### Complétez ce qui suit
a - Reproduisez à l'identique le passage de l'extrait sur Milosz allant de « De son enfance » jusqu'à « hébraïque et assyrienne. » inclus.
b - Répondez brièvement à ces questions d'après l'extrait sur Milosz :
(i) En quelle année Milosz quitte-t-il la Lituanie pour Paris ?
(ii) De quel lycée sort-il bachelier ?
(iii) Quel ouvrage publie-t-il en 1899 ?

### Extrait
┏━━

Écrivain lituanien d'expression française, Oscar Vladislas de Lubicz Milosz (À ne pas confondre avec son cousin Czeslaw Milosz) est né le 28 mai 1877 à Czereïa, en Lituanie historique, aujourd'hui la Biélorussie, à l'époque annexée à la Russie. Il est donc russe par sa naissance.
De son enfance passée dans le domaine nobiliaire familial (trente mille hectares) entre un père — boyard fin de race aux lubies extravagantes — et une mère juive terriblement distante, mais auprès d'une préceptrice française qui lui donne l'amour de la langue française, Milosz gardera toujours l'inconsolable souvenir d'une contrée mythique "étrange, vaporeuse, voilée, murmurante". Lituanie de rêve et de désir, qu'il quitte en 1889 pour Paris où s'installent ses parents.
Il sort bachelier du lycée Janson-de-Sailly puis, passionné par les langues (il maîtrise l'anglais, l'allemand, le polonais, le russe), il étudie l'épigraphie hébraïque et assyrienne.
En 1899, il publie Le Poème des décadences qui réverbère l'extrême lassitude d'un monde où Dieu est mort, où tout est vieux et faux ("Ces mensonges du temps qu'on nomme souvenirs !") et où la quête de l'amour achoppe sur le mystère du féminin qu'incarnent, d'Aliénor en Salomé, maintes hypostases de la femme. Hélas, elles n'ont que leur corps à offrir, pauvre fantôme plus ou moins tangible, alors que Milosz ne rêve que d'âme.

┗━━

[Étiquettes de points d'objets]

┏━━

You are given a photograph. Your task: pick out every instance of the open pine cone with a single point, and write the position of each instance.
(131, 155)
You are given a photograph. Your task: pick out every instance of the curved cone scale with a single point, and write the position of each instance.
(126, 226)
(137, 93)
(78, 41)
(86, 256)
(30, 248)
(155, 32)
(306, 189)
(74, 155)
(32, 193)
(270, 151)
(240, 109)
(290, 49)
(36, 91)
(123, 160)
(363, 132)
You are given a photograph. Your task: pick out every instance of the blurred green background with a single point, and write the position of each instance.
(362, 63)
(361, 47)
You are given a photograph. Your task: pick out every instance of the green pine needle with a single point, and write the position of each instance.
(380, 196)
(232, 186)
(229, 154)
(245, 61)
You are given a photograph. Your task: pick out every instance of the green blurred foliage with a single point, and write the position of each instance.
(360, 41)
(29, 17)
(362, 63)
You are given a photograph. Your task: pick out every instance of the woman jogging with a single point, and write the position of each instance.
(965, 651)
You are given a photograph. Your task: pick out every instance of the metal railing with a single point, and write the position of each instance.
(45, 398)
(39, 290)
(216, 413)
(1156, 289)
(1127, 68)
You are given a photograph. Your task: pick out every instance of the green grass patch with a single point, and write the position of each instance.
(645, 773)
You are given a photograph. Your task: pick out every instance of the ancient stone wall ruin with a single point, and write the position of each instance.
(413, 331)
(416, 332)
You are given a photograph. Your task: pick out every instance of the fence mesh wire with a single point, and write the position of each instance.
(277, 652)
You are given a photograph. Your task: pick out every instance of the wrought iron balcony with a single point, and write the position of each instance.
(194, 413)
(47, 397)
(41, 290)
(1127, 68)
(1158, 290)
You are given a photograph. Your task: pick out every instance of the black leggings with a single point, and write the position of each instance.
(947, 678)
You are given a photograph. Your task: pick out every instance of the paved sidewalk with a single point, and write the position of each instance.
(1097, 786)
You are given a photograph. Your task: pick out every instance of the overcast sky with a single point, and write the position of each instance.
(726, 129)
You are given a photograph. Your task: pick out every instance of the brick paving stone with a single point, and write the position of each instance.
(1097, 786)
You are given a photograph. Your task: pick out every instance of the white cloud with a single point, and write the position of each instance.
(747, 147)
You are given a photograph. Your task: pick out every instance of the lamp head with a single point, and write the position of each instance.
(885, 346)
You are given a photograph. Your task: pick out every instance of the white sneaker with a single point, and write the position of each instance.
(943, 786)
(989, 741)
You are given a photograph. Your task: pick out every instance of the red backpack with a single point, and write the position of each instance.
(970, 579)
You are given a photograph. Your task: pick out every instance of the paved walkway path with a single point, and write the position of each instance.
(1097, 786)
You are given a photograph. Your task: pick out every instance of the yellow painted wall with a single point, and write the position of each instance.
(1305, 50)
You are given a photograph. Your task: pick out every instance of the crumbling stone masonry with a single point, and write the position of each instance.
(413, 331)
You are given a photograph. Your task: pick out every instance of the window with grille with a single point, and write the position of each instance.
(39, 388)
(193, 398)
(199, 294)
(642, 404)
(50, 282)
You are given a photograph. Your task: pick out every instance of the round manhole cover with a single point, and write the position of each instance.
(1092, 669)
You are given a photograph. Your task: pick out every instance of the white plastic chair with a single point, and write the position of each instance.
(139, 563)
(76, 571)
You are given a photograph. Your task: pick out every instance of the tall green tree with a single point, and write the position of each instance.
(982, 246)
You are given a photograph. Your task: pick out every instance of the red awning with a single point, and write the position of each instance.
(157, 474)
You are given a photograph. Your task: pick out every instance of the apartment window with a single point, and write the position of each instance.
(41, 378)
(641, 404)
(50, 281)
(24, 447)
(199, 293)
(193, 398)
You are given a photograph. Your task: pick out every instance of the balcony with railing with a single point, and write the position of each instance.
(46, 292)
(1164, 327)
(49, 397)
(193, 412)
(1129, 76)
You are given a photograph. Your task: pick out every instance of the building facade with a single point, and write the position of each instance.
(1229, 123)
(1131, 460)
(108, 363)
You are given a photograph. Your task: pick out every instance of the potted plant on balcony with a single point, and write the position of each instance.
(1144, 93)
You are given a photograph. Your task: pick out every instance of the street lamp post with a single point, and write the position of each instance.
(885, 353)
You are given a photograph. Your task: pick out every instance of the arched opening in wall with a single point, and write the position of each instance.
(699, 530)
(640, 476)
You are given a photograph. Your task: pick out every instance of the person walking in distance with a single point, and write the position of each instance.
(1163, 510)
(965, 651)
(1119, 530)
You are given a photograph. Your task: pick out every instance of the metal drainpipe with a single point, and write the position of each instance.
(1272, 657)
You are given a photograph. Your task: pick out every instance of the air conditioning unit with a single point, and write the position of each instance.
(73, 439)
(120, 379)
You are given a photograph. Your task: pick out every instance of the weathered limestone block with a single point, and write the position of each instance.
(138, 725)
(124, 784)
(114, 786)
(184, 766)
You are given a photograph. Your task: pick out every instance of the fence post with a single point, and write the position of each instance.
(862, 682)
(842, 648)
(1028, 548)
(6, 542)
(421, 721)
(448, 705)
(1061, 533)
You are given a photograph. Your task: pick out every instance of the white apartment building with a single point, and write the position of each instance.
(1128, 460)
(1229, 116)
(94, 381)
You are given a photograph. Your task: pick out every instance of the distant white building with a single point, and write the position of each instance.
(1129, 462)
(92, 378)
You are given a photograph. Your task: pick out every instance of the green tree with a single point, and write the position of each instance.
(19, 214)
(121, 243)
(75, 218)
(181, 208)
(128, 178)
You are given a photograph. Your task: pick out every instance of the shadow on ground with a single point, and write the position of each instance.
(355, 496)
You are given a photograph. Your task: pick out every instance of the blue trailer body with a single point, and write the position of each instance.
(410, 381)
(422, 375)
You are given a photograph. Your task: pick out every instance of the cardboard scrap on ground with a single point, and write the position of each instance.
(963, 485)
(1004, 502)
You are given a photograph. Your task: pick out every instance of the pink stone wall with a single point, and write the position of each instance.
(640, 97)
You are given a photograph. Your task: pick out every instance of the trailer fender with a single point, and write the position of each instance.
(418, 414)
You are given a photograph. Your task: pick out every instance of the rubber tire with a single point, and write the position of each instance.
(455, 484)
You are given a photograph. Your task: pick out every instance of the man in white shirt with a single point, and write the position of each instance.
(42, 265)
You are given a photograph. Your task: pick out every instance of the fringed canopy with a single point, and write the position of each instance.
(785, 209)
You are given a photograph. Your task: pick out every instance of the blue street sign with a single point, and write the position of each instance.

┗━━

### Réponses complètes
a -
De son enfance passée dans le domaine nobiliaire familial (trente mille hectares) entre un père — boyard fin de race aux lubies extravagantes — et une mère juive terriblement distante, mais auprès d'une préceptrice française qui lui donne l'amour de la langue française, Milosz gardera toujours l'inconsolable souvenir d'une contrée mythique "étrange, vaporeuse, voilée, murmurante". Lituanie de rêve et de désir, qu'il quitte en 1889 pour Paris où s'installent ses parents.
Il sort bachelier du lycée Janson-de-Sailly puis, passionné par les langues (il maîtrise l'anglais, l'allemand, le polonais, le russe), il étudie l'épigraphie hébraïque et assyrienne.

b -
(i) En 1889.
(ii) Du lycée Janson-de-Sailly.
(iii) Le Poème des décadences.